> [Selected passage]:

** start **

Friday, September 14, 2007

Coffee Rica

Ooh! Look! It's! Blog! Time! Goody! Costa Rica is awesome! It's just awesome! The coffee is awesome! Just awesome! The people are awesome! Just awesome! Wanna go play catch? You don't need to throw it, I'll throw it, and retrieve it, you can watch! SCREEEEEEECH. Oh man. I just crashed. I just went from Hyperactive Golden Retriever to Mellow Grumpy Kitty. 'Bout damn time. I've been on a Coffee Rica High for the past three days. I've been guzzling the brew almost nonstop for a week. And how did I find myself in such a quandary, you ask....well, gather around children, Auntie M has a story for you....

Saturday, September 8.

** end **

> [Supplied information]:

** start **

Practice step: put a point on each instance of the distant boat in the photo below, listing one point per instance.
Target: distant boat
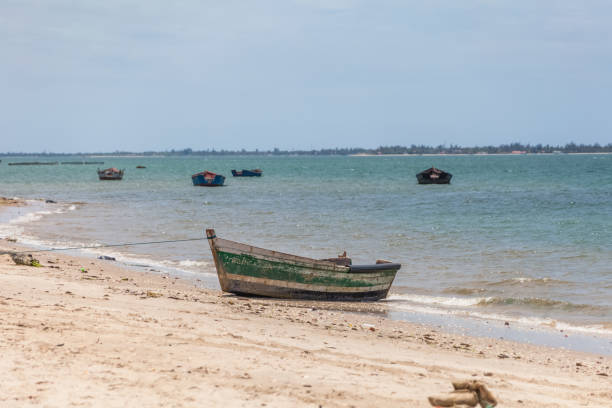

** end **

> [To do]:
a - Name everything the Costa Rica coffee blog post calls awesome.
b - Resume the Costa Rica coffee blog post after its final line and carry on with the story the writer promises.

> [Answers for the exercise]:
a - Costa Rica, the coffee, the people

b -
After six hours on one plane, and an hour on another, with a measly single bathroom break between flights (airplane lavatories...loathe them...where does the stuff in the toilet go? It's not natural.), with my snarky, ugly-American tendencies tamed only by free booze (international flights rock) and neatly packaged chips/salsa in lieu of pretzels, I arrived in San Jose, Costa Rica, to a beautiful, sunny morning. Our modest tour group, consisting of 15 or so members of a "United China" committee, of which my dear mother is one, were greeted warmly by local Chinese Costa-Ricans. What a warm, gracious group...They had a huge, custom-printed, welcome banner and everything. Yes, there was an adamant, earnest request for a group picture, welcome banner and all. All hail clever, picture-shy me: under pretense of keeping an eye on the luggage, I managed to duck out of the picture. No way am I posing in a banner group picture. NEVER!

Cut to two hours later. After checking in to our hotel, and enjoying a pleasant lunch at a local Chinese restaurant, with standard Chinese banquet fare (!), I find myself grinning weakly for the camera, in a group picture. With a banner. Under another banner. Lud help me. I was jet-lagged. Bloated and drowsy from the greasy Cantonese food. Weak, I tell you. Weak.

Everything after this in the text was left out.